===== Exercise inputs

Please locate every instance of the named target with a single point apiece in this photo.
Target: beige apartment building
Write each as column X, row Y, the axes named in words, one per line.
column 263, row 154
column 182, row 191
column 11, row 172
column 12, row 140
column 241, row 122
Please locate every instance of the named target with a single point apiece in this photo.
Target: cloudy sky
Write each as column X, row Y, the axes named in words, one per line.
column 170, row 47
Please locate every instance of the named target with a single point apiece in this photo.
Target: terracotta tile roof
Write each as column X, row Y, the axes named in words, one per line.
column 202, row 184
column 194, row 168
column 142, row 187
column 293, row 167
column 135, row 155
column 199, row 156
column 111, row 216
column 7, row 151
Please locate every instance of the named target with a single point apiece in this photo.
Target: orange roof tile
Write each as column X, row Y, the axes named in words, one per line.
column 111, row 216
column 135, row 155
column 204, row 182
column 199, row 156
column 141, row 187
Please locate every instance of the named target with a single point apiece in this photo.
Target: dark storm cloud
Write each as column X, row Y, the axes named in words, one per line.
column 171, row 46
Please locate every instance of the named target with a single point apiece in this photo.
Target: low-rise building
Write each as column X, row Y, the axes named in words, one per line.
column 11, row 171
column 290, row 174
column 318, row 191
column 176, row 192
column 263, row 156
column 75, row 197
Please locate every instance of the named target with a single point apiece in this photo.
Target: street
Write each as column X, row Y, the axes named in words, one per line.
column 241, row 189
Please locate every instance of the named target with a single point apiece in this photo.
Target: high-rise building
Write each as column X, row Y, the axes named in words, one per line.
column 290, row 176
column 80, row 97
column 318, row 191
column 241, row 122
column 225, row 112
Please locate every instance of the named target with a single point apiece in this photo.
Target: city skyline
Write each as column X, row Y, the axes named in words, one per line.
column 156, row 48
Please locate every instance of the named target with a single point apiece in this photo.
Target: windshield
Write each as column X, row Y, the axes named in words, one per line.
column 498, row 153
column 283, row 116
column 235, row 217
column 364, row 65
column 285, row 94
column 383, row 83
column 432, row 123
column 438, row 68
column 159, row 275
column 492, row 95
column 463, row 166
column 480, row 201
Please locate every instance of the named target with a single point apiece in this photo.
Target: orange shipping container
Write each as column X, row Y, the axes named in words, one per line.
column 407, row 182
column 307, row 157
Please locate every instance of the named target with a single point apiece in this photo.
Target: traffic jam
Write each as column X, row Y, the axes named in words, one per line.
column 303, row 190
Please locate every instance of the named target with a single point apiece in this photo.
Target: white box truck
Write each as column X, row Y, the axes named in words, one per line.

==========

### Aim of the exercise
Reproduce all of the items above word for word, keeping their original order and line breaks.

### Solved problem
Please locate every instance of the named target with a single point apiece in this photo.
Target: beige apartment building
Write each as column X, row Y, the axes named in words, one per line.
column 263, row 154
column 182, row 191
column 11, row 172
column 12, row 140
column 241, row 122
Please locate every instance of the named target with a single point apiece in this photo.
Target: cloudy sky
Write each as column X, row Y, the axes named in words, one per line.
column 170, row 47
Please locate every instance of the named target with a single point apiece in this photo.
Target: terracotta tile roof
Write each as column X, row Y, the axes named in words, one per line.
column 202, row 184
column 194, row 168
column 142, row 187
column 293, row 167
column 135, row 155
column 199, row 156
column 111, row 216
column 7, row 151
Please locate every instance of the named target with a single point apiece in this photo.
Target: orange roof tile
Write each as column X, row Y, the axes named in words, one per line.
column 111, row 216
column 135, row 155
column 204, row 182
column 199, row 156
column 141, row 187
Please locate every instance of the named target with a single point apiece in this photo.
Target: dark storm cloud
Write each as column X, row Y, the axes named in words, one per line.
column 171, row 46
Please locate every instance of the named target with a single point apiece in this photo.
Target: low-rise building
Write each as column X, row Y, the axes named in words, one per line.
column 11, row 171
column 290, row 174
column 318, row 191
column 176, row 192
column 263, row 156
column 75, row 197
Please locate every instance of the named target with a single point apiece in this photo.
Target: street
Write each as column X, row Y, the axes named in words, one per line.
column 241, row 189
Please locate every instance of the named target with a single point apiece in this photo.
Target: high-rise building
Write each as column X, row Y, the axes named in words, one per line.
column 290, row 176
column 80, row 97
column 318, row 191
column 241, row 122
column 225, row 112
Please locate every instance of the named target with a single point apiece in this photo.
Target: city skyline
Write each as column X, row Y, the axes named in words, one per line.
column 156, row 48
Please locate every instance of the named target with a single point apiece in this photo.
Target: windshield
Write each as column X, row Y, the axes named in words, one per line.
column 498, row 153
column 283, row 116
column 235, row 217
column 364, row 65
column 285, row 94
column 383, row 83
column 432, row 123
column 438, row 68
column 159, row 275
column 492, row 95
column 463, row 166
column 480, row 201
Please locate every instance of the named target with a single point apiece in this photo.
Target: orange shipping container
Write each as column X, row Y, the axes named in words, one per line.
column 407, row 182
column 307, row 157
Please locate every instance of the named target with a single point apiece in this photo.
Target: traffic jam
Write each as column X, row Y, the axes named in words, one per line.
column 303, row 190
Please locate every instance of the named target with a single point apiece in this photo.
Target: white box truck
Write each as column X, row Y, the axes named in words, one per line.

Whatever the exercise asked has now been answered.